_Goal_. Could you reproduce, word for word, the lines of the data below, starting at the line that contains "Locate the street sign" and ending at the line that contains "x=975, y=700", with both of those lines included?

_Provided data_.
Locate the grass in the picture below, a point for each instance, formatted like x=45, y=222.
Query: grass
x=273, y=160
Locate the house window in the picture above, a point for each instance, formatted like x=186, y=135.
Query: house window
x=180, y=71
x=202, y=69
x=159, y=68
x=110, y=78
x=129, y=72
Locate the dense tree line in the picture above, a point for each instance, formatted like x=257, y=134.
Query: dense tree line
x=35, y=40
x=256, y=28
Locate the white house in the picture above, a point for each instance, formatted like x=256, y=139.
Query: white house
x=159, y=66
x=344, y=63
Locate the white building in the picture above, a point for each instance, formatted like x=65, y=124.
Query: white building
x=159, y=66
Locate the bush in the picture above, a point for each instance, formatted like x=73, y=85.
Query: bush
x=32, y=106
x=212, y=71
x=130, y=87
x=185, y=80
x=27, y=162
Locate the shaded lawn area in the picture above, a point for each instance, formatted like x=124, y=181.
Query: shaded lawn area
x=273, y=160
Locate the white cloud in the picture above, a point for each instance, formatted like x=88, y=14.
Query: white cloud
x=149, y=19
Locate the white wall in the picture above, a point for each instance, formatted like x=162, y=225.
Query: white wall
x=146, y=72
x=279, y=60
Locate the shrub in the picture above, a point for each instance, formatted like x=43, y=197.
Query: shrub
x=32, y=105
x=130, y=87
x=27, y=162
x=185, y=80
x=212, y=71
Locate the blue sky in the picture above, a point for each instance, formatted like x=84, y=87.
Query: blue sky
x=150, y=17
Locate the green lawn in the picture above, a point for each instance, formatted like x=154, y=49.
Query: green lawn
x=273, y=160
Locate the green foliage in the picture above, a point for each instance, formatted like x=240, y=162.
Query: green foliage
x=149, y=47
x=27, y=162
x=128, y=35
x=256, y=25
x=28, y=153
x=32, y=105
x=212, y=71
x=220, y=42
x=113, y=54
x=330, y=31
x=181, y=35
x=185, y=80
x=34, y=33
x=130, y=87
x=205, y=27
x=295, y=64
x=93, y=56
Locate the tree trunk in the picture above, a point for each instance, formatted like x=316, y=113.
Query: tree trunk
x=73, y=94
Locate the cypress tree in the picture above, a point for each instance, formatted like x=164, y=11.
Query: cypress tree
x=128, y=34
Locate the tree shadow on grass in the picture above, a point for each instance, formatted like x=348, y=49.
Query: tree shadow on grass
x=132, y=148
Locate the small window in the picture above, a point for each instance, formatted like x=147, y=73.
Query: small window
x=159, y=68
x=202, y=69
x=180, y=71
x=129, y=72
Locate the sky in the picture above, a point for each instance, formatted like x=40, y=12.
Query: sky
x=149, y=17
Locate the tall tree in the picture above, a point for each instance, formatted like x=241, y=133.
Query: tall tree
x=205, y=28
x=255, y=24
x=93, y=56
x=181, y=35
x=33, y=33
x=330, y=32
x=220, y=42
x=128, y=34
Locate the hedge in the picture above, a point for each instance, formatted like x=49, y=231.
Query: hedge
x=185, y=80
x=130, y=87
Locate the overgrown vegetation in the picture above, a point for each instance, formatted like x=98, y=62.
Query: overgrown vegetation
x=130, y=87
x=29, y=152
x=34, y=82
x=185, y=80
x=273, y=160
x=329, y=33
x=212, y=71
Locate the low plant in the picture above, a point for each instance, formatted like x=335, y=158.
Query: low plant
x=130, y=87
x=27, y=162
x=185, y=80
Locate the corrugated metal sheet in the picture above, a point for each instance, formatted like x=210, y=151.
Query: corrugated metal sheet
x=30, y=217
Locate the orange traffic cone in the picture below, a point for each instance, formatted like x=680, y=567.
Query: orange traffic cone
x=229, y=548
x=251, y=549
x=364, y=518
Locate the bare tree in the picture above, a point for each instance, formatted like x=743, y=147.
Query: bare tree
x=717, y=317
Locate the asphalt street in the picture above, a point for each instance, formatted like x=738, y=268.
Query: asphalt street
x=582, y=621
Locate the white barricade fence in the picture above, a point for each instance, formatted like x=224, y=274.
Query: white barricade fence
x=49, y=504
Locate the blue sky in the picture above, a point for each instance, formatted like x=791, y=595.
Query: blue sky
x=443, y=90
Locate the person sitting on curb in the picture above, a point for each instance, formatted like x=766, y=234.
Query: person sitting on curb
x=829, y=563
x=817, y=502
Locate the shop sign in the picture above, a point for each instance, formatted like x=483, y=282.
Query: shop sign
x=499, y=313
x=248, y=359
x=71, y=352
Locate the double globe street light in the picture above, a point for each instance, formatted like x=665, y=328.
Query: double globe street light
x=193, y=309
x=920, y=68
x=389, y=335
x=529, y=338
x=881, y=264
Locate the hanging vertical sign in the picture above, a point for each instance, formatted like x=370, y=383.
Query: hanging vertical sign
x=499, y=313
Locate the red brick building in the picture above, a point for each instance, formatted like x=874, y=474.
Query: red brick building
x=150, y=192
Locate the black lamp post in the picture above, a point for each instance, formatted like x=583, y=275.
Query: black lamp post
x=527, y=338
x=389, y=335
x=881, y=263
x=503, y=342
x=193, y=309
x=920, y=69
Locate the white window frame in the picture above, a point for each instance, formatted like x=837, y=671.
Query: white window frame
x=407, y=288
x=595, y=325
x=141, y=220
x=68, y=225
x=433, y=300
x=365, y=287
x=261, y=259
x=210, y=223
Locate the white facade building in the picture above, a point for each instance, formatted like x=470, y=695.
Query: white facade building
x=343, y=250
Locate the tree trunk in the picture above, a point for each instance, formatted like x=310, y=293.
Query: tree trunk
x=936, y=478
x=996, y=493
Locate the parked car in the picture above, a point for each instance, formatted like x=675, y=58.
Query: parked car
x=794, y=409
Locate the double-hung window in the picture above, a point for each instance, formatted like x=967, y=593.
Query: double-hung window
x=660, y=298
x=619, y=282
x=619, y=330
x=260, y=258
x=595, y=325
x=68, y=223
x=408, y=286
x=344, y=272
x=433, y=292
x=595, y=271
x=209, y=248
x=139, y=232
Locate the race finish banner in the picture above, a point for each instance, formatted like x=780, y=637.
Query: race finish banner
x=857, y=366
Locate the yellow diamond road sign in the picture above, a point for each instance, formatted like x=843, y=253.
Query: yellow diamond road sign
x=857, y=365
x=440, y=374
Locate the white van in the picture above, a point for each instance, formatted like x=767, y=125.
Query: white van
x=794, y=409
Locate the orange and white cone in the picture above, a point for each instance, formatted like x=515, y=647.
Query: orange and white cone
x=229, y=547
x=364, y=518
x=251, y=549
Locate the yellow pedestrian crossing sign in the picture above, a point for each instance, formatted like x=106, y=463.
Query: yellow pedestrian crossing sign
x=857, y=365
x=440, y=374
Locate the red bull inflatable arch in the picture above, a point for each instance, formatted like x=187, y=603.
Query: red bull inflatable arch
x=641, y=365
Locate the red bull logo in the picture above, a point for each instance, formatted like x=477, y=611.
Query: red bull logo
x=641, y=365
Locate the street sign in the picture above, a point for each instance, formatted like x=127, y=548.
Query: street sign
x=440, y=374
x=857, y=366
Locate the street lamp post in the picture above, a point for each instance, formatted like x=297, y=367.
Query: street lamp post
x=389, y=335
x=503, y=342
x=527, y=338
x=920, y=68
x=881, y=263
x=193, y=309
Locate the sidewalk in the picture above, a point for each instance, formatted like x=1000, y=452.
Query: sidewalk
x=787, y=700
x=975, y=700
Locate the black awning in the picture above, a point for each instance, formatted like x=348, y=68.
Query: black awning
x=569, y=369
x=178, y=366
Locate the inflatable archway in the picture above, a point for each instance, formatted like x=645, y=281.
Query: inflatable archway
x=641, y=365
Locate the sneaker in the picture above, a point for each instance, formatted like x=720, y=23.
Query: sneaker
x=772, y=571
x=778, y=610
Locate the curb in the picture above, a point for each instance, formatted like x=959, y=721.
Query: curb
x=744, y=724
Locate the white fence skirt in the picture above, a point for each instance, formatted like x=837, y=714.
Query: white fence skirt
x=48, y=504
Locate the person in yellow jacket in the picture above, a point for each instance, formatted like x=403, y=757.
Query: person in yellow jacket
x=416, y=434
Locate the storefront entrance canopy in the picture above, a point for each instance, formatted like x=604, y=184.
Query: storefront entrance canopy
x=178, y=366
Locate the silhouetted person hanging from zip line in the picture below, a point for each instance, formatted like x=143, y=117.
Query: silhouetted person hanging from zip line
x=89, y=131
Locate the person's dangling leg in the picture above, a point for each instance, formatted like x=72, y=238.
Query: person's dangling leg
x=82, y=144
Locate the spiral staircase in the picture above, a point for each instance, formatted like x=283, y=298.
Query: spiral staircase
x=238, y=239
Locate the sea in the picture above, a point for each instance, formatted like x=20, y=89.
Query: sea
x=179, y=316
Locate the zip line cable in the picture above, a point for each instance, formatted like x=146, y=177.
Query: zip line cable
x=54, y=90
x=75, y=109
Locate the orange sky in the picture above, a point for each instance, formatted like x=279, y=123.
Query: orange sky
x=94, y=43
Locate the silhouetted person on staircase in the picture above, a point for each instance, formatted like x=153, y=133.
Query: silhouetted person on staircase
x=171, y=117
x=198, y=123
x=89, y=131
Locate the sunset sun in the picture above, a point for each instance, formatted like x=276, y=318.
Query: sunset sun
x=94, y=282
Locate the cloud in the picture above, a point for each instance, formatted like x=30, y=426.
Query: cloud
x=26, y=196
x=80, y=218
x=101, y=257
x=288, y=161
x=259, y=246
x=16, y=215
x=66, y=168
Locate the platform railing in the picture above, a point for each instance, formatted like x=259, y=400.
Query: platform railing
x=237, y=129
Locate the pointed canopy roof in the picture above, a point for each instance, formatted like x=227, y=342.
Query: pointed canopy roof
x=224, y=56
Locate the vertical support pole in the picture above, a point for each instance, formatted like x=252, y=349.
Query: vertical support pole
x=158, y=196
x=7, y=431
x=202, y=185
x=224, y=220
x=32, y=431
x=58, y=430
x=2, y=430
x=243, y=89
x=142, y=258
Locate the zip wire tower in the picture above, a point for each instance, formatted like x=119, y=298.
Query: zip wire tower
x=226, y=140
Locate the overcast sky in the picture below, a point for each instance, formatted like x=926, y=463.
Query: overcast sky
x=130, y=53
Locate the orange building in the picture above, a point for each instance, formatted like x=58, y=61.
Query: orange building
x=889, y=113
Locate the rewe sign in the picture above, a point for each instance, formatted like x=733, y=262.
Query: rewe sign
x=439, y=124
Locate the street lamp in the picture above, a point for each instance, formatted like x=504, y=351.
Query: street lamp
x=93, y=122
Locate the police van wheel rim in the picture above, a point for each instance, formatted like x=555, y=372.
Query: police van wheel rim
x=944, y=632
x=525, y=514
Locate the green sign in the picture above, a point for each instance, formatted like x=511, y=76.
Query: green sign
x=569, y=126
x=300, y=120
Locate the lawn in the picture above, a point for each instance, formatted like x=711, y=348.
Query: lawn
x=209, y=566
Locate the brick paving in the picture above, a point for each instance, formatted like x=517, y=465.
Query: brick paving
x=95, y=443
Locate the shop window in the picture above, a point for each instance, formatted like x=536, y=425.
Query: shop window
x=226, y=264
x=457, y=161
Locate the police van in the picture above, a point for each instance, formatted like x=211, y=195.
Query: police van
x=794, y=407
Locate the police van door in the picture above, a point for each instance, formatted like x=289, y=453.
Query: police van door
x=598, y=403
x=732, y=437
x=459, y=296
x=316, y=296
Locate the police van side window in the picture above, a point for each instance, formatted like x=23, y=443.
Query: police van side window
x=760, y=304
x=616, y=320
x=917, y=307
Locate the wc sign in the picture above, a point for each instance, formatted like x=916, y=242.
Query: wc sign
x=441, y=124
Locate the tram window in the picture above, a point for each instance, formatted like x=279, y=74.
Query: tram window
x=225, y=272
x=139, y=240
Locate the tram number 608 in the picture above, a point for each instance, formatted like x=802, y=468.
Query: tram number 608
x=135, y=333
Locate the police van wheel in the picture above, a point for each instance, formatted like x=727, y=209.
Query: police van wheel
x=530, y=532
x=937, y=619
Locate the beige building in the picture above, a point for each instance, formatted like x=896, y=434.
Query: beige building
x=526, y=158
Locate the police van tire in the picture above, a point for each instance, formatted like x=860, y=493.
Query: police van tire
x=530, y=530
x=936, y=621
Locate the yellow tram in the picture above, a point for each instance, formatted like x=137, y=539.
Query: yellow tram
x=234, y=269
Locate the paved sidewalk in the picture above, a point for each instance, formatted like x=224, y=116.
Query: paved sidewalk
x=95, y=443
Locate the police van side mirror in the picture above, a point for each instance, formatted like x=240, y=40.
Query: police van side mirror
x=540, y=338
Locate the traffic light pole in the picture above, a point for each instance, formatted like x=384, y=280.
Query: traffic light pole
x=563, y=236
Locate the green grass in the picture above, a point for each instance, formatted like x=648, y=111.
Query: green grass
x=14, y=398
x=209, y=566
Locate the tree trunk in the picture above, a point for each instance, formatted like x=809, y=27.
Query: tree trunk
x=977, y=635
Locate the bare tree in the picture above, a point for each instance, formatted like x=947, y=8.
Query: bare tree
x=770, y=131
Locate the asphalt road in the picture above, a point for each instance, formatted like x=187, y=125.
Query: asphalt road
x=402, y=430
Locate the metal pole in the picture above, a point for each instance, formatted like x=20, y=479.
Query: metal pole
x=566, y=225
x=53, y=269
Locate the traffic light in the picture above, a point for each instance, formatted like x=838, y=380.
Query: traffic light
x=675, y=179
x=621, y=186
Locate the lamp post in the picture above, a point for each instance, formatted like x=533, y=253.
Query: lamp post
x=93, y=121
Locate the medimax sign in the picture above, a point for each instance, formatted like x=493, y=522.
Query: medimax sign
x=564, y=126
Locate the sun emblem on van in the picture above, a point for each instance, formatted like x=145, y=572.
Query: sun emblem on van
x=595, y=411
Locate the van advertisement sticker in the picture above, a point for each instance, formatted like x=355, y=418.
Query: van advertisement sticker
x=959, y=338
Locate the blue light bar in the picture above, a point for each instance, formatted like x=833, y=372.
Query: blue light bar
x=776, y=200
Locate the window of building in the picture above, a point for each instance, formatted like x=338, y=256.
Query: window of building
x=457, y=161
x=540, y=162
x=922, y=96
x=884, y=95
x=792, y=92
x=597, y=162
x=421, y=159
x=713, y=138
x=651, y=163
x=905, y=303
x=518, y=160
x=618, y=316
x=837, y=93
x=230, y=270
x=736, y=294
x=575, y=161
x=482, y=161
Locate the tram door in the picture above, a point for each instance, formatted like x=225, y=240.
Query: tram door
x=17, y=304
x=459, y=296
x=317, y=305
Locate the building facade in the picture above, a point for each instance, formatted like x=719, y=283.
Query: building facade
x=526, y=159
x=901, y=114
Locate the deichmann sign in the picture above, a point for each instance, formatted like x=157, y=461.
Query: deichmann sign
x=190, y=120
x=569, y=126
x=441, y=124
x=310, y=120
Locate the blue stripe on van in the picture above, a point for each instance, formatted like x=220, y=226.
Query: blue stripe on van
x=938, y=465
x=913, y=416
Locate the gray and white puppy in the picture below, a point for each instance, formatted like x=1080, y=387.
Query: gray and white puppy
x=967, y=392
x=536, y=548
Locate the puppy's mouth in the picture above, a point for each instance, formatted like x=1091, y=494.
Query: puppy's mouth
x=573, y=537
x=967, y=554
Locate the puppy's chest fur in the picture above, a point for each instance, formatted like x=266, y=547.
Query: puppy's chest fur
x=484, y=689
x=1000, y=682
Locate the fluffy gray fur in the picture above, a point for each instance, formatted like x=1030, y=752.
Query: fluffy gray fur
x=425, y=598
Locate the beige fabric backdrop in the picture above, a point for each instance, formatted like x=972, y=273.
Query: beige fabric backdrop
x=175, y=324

_Answer below_.
Locate the street sign in the picture above, a point for each instance, formatted like x=127, y=548.
Query: street sign
x=440, y=374
x=857, y=366
Locate the street lamp post in the picture above, a point for each instance, formatted like x=297, y=367.
Query: street lamp post
x=389, y=335
x=503, y=342
x=527, y=338
x=920, y=68
x=881, y=263
x=193, y=309
Locate the sidewalk in the picture above, a point for each instance, formatted like x=1000, y=452.
Query: sidewalk
x=787, y=700
x=975, y=700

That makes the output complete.